## Source
Daily Security Brief

Bolivia

July 9, 2026GeoBit Threat Rank #49 · Score 40
Bolivia sub-national risk map
Sub-national composite risk — darker = higher. Source: GeoBit.
⬇ Bolivia dataset (CSV) — events, per-region risk, cyber & sources

Situation Summary

Bolivia remains under a nationwide state of emergency (in force since 20 June) that grants expanded detention and dispersal powers to police and armed forces, though major road blockades have been lifted following government–labor union agreements. The underlying political and economic grievances—fuel shortages, currency instability, unmet land-reform demands—persist, sustaining a fragile truce rather than genuine resolution. Judicial sector strain has intensified with the Supreme Court threatening operational strikes over funding disputes, further weakening institutional capacity. The risk environment is characterized by latent flashpoints rather than active large-scale violence, but sudden renewal of protests or blockades remains a credible threat.

Key Developments

Highest-Risk Areas

Cochabamba Department (composite risk 58) ranks as Bolivia's most volatile region, driven by the Chapare coca-growing zone's persistent association with organized criminal activity, supply-chain disputes, and a history of labor-led blockades. Tarija, La Paz, and Potosí (risk scores 35.6–28.8) register elevated threat due to their role as economic and political flashpoints during the June crisis and their continued sensitivity to fuel prices, currency policy, and indigenous land claims. Smaller departments (Pando, Beni, Oruro, Chuquisaca, Santa Cruz) show comparable scores, reflecting nationwide institutional fragility and protest-mobilization capacity rather than geographically concentrated threats.

Records from a dataset:
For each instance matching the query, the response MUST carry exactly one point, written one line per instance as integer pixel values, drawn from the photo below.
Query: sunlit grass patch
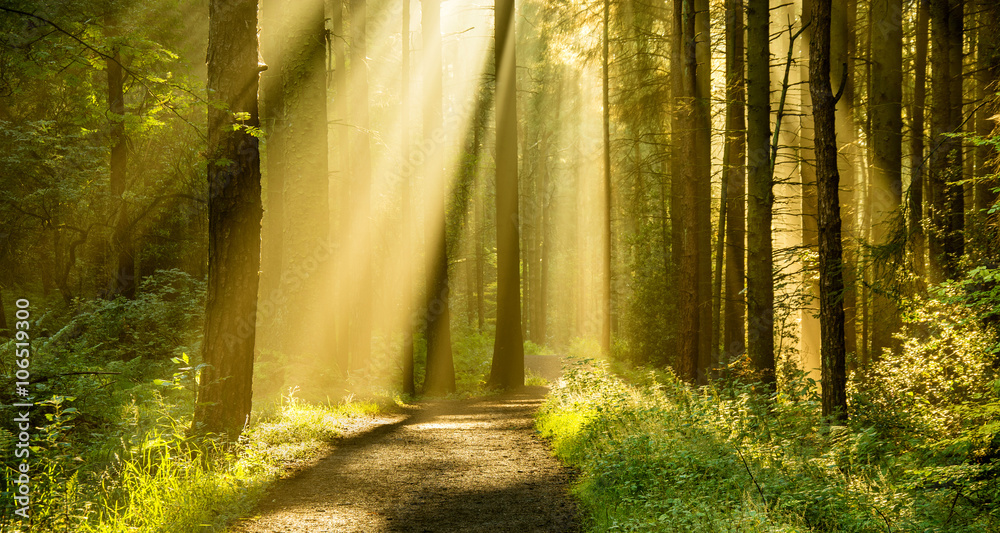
(181, 485)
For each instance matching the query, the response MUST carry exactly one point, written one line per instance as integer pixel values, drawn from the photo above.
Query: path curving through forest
(445, 466)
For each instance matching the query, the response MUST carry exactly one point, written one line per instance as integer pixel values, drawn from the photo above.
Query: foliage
(657, 455)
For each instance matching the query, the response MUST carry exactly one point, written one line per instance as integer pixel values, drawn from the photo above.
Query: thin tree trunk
(361, 179)
(507, 371)
(760, 199)
(917, 168)
(406, 212)
(734, 337)
(235, 211)
(606, 209)
(123, 282)
(834, 396)
(885, 107)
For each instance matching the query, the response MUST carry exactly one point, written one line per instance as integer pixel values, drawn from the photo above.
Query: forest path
(446, 466)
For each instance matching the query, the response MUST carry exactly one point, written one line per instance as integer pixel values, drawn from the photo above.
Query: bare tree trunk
(834, 395)
(606, 224)
(760, 199)
(406, 211)
(917, 168)
(123, 281)
(234, 215)
(440, 377)
(507, 371)
(734, 343)
(885, 108)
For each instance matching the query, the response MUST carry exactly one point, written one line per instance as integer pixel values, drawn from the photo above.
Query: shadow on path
(445, 466)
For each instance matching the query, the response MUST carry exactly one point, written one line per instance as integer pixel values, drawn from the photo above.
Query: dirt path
(447, 466)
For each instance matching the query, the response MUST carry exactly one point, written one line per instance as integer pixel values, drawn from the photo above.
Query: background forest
(764, 234)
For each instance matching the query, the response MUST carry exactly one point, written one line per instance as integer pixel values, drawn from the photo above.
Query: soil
(444, 466)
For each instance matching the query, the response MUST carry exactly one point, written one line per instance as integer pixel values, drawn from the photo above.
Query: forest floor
(444, 466)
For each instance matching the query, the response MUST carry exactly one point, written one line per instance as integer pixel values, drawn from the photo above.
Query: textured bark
(361, 188)
(917, 167)
(507, 371)
(703, 184)
(606, 213)
(409, 386)
(274, 123)
(760, 197)
(123, 281)
(685, 223)
(947, 198)
(305, 176)
(234, 217)
(834, 396)
(440, 376)
(987, 78)
(734, 343)
(886, 111)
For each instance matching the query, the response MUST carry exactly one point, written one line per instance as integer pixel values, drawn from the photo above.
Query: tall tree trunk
(234, 216)
(123, 281)
(405, 201)
(734, 343)
(507, 371)
(273, 31)
(917, 167)
(703, 183)
(687, 191)
(606, 209)
(342, 193)
(440, 376)
(834, 396)
(947, 197)
(987, 78)
(885, 107)
(843, 49)
(361, 183)
(306, 179)
(760, 198)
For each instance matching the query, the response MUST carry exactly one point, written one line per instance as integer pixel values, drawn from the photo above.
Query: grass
(173, 484)
(658, 455)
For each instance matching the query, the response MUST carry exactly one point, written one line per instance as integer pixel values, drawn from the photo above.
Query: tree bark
(886, 111)
(606, 213)
(123, 281)
(507, 371)
(440, 376)
(917, 167)
(406, 212)
(235, 211)
(834, 396)
(760, 199)
(734, 343)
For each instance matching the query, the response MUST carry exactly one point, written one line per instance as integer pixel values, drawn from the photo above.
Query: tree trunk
(305, 176)
(440, 376)
(507, 371)
(734, 343)
(760, 199)
(123, 282)
(406, 211)
(606, 224)
(235, 211)
(917, 168)
(273, 31)
(834, 396)
(885, 107)
(987, 78)
(361, 192)
(703, 184)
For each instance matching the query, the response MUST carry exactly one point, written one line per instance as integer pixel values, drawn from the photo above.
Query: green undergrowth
(167, 482)
(656, 454)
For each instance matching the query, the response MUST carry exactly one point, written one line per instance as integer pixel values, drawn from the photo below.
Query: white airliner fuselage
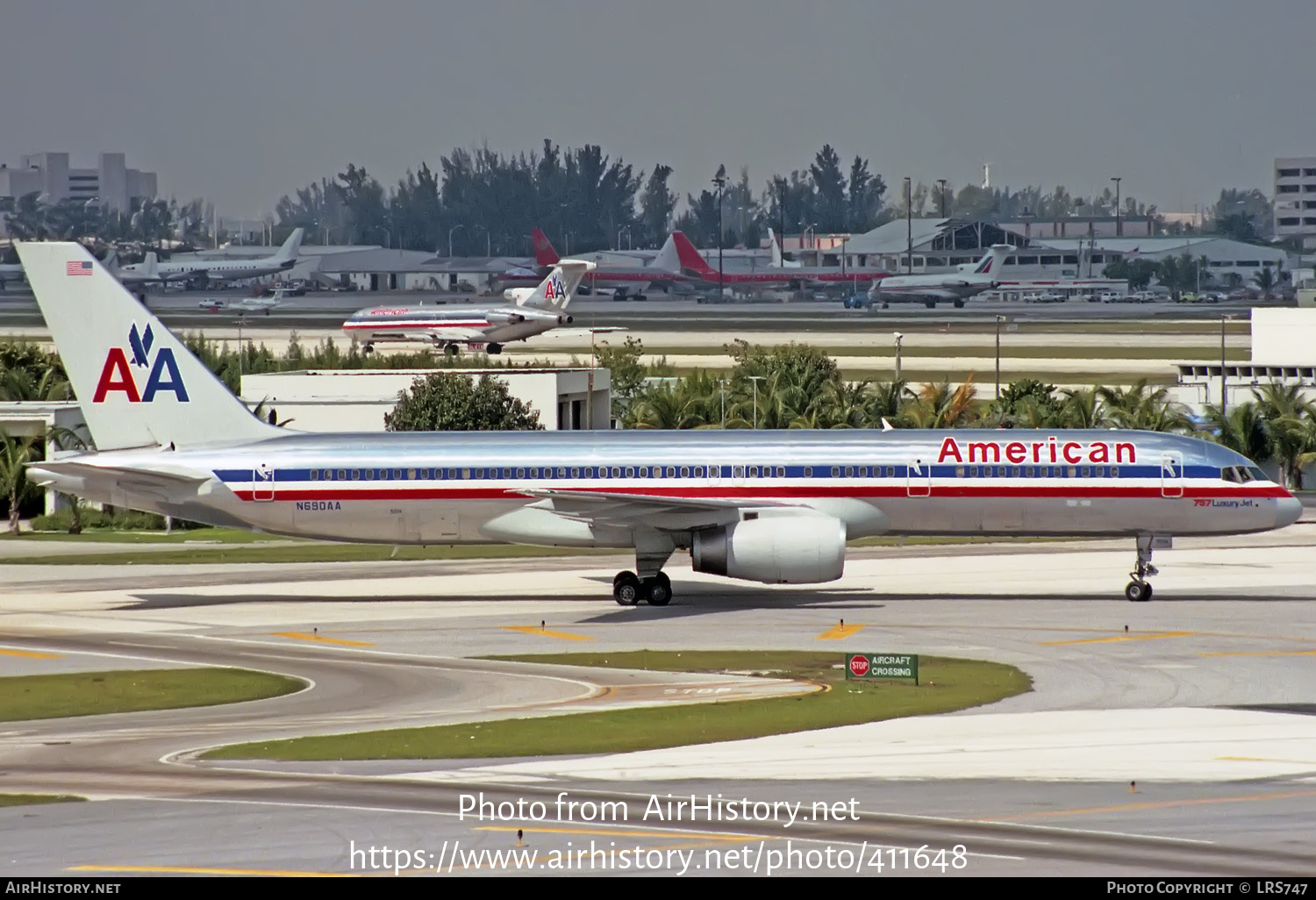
(773, 507)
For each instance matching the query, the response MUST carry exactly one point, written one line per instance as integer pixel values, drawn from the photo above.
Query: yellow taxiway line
(29, 654)
(203, 870)
(299, 636)
(1262, 653)
(544, 632)
(1155, 636)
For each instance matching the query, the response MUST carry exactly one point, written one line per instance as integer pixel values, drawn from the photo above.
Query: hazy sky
(242, 102)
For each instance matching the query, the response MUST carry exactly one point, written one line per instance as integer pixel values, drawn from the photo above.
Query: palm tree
(940, 405)
(1082, 408)
(1286, 415)
(1242, 429)
(1144, 408)
(15, 453)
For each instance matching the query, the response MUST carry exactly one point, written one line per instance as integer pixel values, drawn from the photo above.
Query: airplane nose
(1287, 511)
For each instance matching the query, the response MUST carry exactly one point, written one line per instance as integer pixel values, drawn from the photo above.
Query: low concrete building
(357, 400)
(36, 418)
(1284, 350)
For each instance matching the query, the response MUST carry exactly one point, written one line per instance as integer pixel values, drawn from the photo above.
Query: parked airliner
(773, 507)
(533, 311)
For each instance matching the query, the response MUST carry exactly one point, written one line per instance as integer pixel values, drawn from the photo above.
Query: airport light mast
(720, 181)
(1119, 229)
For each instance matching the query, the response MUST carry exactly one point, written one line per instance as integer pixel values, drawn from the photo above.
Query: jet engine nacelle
(774, 550)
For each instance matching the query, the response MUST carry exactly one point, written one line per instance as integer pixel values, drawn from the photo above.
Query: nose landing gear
(1140, 589)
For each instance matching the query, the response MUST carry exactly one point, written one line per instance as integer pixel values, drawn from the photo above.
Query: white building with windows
(1295, 199)
(111, 183)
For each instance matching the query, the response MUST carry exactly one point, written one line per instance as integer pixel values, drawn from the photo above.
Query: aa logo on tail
(116, 375)
(554, 289)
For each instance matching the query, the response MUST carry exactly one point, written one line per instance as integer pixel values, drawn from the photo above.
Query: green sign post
(882, 665)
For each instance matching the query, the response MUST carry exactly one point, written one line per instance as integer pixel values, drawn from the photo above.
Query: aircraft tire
(1137, 591)
(657, 589)
(626, 589)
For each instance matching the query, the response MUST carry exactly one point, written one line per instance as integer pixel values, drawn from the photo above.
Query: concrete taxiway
(1169, 737)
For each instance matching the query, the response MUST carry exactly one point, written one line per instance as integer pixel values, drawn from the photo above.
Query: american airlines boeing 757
(773, 507)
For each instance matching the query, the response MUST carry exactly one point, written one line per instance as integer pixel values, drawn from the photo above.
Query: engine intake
(774, 550)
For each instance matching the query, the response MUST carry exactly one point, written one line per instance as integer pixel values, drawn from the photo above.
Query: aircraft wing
(163, 484)
(629, 510)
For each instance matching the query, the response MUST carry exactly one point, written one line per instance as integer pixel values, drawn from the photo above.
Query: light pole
(1119, 228)
(999, 320)
(1224, 392)
(720, 181)
(755, 379)
(908, 229)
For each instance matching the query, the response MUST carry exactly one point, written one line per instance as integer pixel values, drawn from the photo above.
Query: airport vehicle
(10, 273)
(626, 282)
(968, 281)
(247, 304)
(794, 278)
(762, 505)
(199, 273)
(532, 311)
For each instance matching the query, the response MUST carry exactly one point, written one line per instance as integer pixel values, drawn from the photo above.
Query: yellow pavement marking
(610, 832)
(839, 632)
(1262, 653)
(203, 870)
(299, 636)
(29, 654)
(1118, 637)
(532, 629)
(1155, 804)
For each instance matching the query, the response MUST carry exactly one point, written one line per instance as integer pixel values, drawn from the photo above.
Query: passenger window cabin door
(919, 479)
(1171, 474)
(262, 483)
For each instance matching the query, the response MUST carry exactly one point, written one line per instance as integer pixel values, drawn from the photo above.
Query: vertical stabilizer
(544, 252)
(555, 291)
(668, 258)
(136, 382)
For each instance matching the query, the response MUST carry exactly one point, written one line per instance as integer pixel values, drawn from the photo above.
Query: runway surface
(1205, 704)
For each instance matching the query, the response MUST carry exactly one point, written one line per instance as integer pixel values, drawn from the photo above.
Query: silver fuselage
(490, 487)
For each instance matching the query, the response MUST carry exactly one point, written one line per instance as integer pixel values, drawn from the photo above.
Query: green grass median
(92, 694)
(947, 684)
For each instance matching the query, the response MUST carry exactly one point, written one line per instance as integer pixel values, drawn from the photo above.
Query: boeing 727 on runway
(774, 507)
(532, 312)
(969, 281)
(204, 271)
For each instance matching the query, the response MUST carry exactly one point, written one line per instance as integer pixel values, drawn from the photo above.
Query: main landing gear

## Set of tasks
1) Substitute "most unstable" for "most volatile" in the Bolivia security brief, and give the passage again, beginning at the words "Key Developments" and stopping after "geographically concentrated threats.".
2) According to the Bolivia security brief, since what date has the nationwide state of emergency been in force?
3) State whether each statement agrees with the Bolivia security brief, answering yes or no and quoting the deciding words: (a) The Supreme Court has threatened operational strikes over funding disputes. (b) Major road blockades remain in place across the country. (c) Cochabamba Department has a composite risk of 58.

## Answer list
1)
Key Developments

Highest-Risk Areas

Cochabamba Department (composite risk 58) ranks as Bolivia's most unstable region, driven by the Chapare coca-growing zone's persistent association with organized criminal activity, supply-chain disputes, and a history of labor-led blockades. Tarija, La Paz, and Potosí (risk scores 35.6–28.8) register elevated threat due to their role as economic and political flashpoints during the June crisis and their continued sensitivity to fuel prices, currency policy, and indigenous land claims. Smaller departments (Pando, Beni, Oruro, Chuquisaca, Santa Cruz) show comparable scores, reflecting nationwide institutional fragility and protest-mobilization capacity rather than geographically concentrated threats.

2) Since 20 June.

3)
(a) Yes: "the Supreme Court threatening operational strikes over funding disputes"
(b) No: "major road blockades have been lifted following government–labor union agreements"
(c) Yes: "Cochabamba Department (composite risk 58)"